Can you collect every line of the data below that contains the word "frosted"? Match case exactly.

[start of RECORDS PROVIDED]

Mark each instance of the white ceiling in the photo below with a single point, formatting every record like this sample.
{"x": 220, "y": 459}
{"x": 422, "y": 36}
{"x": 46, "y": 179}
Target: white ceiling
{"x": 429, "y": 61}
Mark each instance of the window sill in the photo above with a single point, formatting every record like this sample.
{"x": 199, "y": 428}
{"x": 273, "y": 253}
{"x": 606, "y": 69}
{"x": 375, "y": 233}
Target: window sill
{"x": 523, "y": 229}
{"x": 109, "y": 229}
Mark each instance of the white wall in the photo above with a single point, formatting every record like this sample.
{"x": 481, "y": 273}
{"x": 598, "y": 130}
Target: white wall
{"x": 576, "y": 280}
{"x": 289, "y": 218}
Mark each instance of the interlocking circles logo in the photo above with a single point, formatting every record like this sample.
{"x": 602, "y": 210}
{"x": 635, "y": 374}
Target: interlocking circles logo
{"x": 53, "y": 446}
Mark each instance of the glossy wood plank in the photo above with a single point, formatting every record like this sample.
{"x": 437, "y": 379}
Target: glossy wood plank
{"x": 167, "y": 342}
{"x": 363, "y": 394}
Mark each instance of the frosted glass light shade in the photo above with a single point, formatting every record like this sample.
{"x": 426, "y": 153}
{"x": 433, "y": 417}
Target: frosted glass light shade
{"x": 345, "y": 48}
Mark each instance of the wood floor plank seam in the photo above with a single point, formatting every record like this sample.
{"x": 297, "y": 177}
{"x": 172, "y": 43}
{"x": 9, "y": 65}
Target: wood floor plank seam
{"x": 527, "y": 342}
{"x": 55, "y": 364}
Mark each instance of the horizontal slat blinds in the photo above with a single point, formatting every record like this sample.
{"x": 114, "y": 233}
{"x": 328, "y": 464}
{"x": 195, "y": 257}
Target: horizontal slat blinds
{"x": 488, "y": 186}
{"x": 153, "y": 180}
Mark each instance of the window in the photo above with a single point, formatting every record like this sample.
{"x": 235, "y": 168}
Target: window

[end of RECORDS PROVIDED]
[start of RECORDS PROVIDED]

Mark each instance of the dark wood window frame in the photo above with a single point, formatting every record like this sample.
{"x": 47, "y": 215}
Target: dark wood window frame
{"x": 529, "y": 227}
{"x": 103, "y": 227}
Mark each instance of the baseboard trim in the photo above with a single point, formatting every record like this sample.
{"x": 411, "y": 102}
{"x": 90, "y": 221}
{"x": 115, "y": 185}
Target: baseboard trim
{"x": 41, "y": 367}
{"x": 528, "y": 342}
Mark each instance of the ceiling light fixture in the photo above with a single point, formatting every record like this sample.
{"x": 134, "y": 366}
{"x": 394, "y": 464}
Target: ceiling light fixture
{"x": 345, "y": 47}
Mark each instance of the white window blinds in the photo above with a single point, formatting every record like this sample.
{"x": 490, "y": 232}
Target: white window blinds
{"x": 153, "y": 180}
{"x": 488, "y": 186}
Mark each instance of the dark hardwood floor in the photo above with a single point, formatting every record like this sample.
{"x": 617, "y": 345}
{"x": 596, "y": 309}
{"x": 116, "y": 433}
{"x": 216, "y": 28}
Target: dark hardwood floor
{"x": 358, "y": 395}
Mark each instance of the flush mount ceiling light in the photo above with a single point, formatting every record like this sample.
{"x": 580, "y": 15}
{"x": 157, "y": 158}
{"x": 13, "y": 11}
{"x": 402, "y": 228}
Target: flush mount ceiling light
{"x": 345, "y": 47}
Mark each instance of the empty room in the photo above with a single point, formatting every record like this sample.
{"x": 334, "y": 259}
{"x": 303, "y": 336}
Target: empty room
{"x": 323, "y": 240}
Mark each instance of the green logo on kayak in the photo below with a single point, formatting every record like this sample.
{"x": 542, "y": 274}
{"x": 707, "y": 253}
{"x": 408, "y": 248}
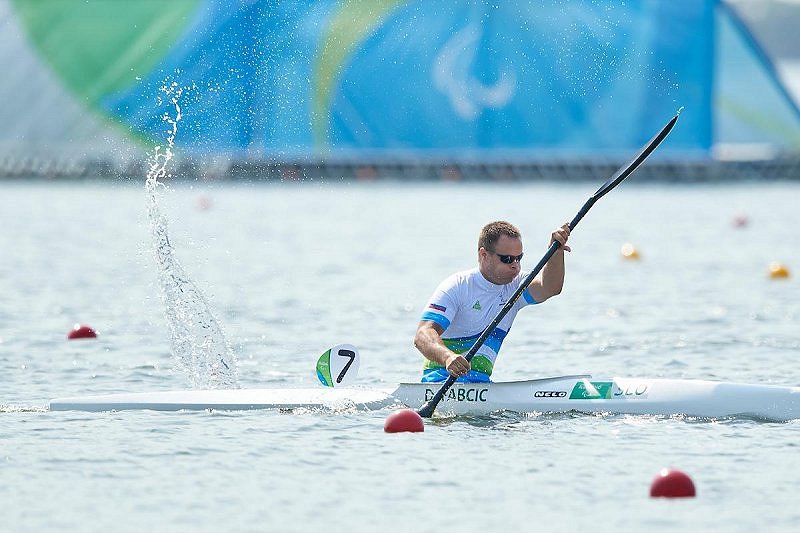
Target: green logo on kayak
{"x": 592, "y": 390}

[end of RECORDS PROVIDED]

**TASK OUTPUT:**
Mark each instance of the frosted glass light shade in the photo above with a single point, formatting every record like this sample.
Target: frosted glass light shade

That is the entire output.